··· SUPPLIED MATERIAL
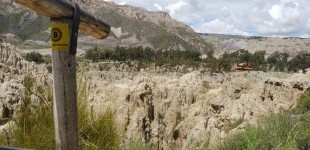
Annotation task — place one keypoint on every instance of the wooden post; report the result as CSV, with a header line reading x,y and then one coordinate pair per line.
x,y
65,96
64,65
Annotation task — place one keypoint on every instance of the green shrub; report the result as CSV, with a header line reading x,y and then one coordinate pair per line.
x,y
304,103
289,130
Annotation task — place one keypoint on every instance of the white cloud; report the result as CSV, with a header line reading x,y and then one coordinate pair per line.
x,y
262,17
173,7
218,26
158,6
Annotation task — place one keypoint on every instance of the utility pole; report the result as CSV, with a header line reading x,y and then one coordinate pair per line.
x,y
67,18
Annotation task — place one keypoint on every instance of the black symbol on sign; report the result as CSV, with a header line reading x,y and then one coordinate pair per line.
x,y
56,34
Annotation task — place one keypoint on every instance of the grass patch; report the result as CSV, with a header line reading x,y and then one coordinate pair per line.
x,y
289,130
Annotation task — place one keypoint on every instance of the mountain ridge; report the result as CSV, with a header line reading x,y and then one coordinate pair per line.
x,y
137,27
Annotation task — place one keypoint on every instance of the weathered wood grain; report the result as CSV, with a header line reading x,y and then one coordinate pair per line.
x,y
63,8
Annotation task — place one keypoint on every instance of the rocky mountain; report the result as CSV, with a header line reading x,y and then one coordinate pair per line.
x,y
230,43
133,26
190,111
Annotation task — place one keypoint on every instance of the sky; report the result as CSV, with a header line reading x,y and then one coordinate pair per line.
x,y
276,18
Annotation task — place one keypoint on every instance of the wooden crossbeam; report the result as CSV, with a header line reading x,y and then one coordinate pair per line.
x,y
63,8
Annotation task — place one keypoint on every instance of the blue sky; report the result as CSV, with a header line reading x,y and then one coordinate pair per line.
x,y
241,17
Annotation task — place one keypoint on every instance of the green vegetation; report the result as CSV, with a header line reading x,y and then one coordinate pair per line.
x,y
34,127
145,55
289,130
276,62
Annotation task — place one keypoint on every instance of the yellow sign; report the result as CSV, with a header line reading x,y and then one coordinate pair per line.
x,y
60,37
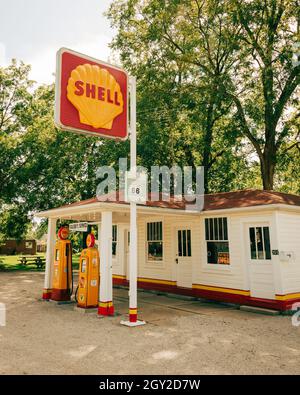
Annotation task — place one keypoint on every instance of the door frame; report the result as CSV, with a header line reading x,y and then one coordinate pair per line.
x,y
175,228
245,225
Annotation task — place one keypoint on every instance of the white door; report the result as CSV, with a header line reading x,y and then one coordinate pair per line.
x,y
183,257
260,266
126,252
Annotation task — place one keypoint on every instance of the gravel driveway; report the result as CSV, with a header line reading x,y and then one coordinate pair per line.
x,y
181,336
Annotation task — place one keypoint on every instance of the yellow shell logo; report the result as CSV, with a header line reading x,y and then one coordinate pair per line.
x,y
96,95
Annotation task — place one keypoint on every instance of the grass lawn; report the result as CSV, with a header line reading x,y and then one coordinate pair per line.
x,y
11,262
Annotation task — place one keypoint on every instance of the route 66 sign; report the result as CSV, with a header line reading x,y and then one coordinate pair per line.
x,y
136,187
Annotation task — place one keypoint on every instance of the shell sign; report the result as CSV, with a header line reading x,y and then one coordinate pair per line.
x,y
91,96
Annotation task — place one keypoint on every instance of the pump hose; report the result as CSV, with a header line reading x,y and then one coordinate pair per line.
x,y
68,285
76,293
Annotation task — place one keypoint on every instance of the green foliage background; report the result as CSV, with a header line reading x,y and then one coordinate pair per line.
x,y
217,86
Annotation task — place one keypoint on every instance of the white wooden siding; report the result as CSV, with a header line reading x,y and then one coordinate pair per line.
x,y
289,240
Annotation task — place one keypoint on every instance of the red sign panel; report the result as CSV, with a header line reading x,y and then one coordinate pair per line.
x,y
91,96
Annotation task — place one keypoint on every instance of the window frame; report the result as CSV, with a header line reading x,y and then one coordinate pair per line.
x,y
114,256
257,259
186,243
216,266
154,262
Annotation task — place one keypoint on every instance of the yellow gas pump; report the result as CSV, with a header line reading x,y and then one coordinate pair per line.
x,y
89,271
62,281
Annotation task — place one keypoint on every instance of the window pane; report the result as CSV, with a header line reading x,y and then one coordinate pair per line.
x,y
184,242
155,251
179,243
211,229
220,223
252,243
154,231
218,252
189,243
216,229
225,229
259,244
114,247
206,229
267,242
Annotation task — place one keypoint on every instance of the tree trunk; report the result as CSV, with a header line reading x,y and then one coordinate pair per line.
x,y
267,165
207,145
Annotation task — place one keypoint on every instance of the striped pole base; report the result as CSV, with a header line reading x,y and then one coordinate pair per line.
x,y
133,321
46,294
106,308
132,315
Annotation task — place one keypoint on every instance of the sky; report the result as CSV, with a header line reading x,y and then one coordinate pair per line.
x,y
33,31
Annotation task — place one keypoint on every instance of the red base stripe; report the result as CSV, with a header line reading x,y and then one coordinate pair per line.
x,y
111,310
132,317
60,295
106,308
46,295
220,296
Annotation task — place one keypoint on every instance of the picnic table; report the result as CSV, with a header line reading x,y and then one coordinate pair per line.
x,y
36,260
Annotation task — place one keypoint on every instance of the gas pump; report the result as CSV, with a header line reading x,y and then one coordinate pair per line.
x,y
62,282
89,271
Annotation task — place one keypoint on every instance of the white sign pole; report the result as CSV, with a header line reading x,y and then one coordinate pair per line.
x,y
133,321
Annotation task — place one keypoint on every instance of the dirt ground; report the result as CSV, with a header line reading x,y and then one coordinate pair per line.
x,y
181,336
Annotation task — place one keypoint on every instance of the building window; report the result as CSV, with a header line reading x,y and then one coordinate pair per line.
x,y
216,234
114,239
184,243
260,247
155,241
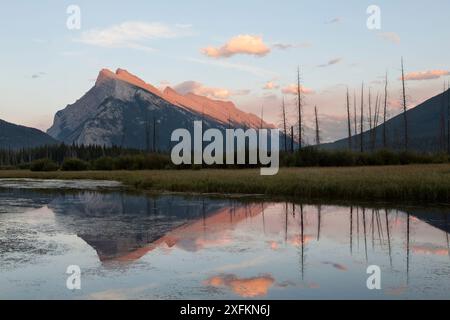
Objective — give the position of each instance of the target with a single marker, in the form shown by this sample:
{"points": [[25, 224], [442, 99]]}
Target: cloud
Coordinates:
{"points": [[292, 89], [131, 34], [242, 92], [270, 85], [199, 89], [37, 75], [241, 44], [243, 287], [426, 75], [330, 63], [236, 66], [334, 20], [390, 36], [287, 46]]}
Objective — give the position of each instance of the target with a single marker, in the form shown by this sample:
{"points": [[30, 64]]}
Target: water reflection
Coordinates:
{"points": [[170, 246]]}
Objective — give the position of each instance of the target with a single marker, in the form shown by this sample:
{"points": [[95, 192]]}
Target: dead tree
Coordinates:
{"points": [[349, 123], [317, 127], [283, 109], [448, 117], [385, 113], [405, 116], [370, 109], [362, 117], [299, 104], [355, 115], [262, 117], [292, 139], [375, 121], [442, 133]]}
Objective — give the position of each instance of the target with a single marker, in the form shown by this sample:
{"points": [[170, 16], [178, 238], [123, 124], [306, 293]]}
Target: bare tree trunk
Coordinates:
{"points": [[405, 116], [154, 134], [355, 116], [317, 127], [442, 125], [292, 139], [385, 113], [262, 117], [448, 117], [375, 121], [362, 118], [370, 110], [299, 101], [349, 123], [284, 125]]}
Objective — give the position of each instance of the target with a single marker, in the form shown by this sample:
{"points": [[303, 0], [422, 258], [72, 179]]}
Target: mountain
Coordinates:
{"points": [[123, 110], [427, 131], [13, 136]]}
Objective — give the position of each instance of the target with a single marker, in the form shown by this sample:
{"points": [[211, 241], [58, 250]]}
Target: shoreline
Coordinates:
{"points": [[416, 183]]}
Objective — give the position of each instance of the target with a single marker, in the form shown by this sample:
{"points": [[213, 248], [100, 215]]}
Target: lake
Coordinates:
{"points": [[172, 246]]}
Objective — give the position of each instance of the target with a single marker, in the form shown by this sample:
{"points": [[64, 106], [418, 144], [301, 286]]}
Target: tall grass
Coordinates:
{"points": [[427, 183]]}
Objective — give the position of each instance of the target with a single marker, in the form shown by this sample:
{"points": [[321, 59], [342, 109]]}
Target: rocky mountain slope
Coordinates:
{"points": [[427, 129], [14, 136]]}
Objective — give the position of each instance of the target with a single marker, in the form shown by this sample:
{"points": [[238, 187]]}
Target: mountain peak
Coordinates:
{"points": [[104, 75]]}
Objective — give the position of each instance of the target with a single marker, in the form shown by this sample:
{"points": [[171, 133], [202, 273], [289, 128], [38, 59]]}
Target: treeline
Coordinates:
{"points": [[314, 157], [57, 154], [81, 158]]}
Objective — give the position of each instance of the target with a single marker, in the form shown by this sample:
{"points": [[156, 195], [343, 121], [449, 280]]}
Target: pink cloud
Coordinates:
{"points": [[426, 75], [292, 89], [390, 36], [270, 85], [241, 44], [202, 90]]}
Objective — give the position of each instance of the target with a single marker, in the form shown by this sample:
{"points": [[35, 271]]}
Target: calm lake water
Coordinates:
{"points": [[133, 246]]}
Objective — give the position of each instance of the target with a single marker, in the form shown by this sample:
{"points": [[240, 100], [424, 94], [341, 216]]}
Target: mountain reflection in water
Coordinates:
{"points": [[171, 246]]}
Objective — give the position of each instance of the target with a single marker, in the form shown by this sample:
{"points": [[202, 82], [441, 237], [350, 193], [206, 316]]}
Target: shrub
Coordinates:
{"points": [[72, 164], [43, 165]]}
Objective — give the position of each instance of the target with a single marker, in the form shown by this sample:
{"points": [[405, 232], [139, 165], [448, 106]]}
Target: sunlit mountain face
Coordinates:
{"points": [[170, 246]]}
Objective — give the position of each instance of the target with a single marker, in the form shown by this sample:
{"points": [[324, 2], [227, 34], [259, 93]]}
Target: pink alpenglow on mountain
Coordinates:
{"points": [[223, 111], [123, 110]]}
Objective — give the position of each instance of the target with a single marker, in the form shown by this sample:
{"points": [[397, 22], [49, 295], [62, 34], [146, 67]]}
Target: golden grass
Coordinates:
{"points": [[430, 183]]}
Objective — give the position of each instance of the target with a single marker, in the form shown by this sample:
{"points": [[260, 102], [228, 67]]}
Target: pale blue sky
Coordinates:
{"points": [[46, 66]]}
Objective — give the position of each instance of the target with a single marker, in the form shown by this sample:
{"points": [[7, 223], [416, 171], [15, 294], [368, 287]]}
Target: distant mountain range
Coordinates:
{"points": [[13, 137], [427, 129], [123, 110]]}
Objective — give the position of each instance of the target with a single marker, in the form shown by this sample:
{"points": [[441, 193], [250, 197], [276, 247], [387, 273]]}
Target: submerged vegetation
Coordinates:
{"points": [[427, 183]]}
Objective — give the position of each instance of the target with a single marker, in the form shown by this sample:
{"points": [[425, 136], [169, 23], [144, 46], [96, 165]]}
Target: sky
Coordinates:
{"points": [[244, 51]]}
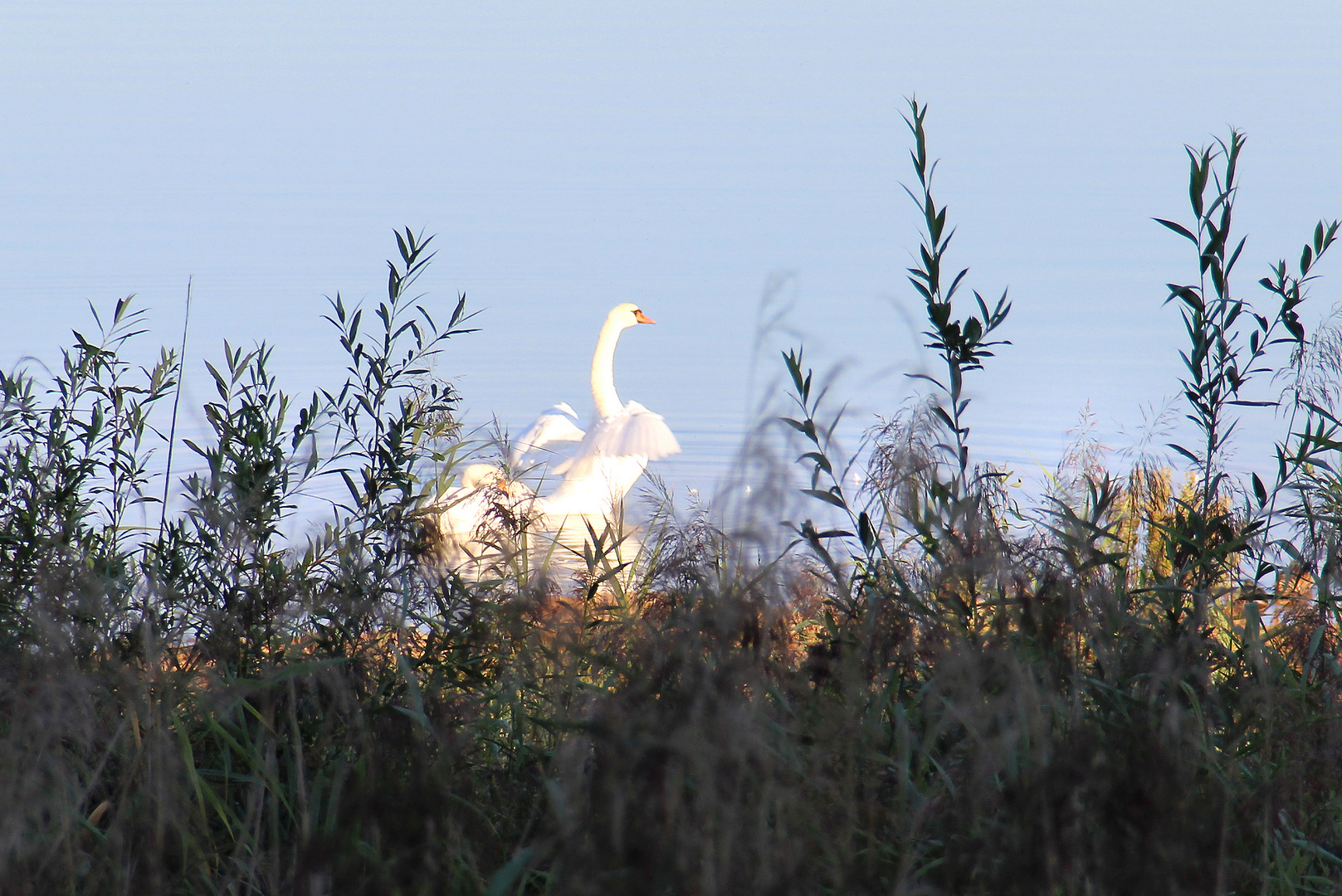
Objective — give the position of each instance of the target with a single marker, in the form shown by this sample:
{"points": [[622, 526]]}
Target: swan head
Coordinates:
{"points": [[626, 315]]}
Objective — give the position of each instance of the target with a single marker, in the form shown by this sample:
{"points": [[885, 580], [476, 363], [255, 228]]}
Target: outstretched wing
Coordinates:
{"points": [[554, 426], [634, 432]]}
······
Pick out every line of the entries that contains the word "vegetation", matching case exactly.

Annotation task — place one keypoint on every instance of the green vegetation; report the result as CSV, with a header line reading x,y and then one coordinate pair per line.
Target: submerged vegetation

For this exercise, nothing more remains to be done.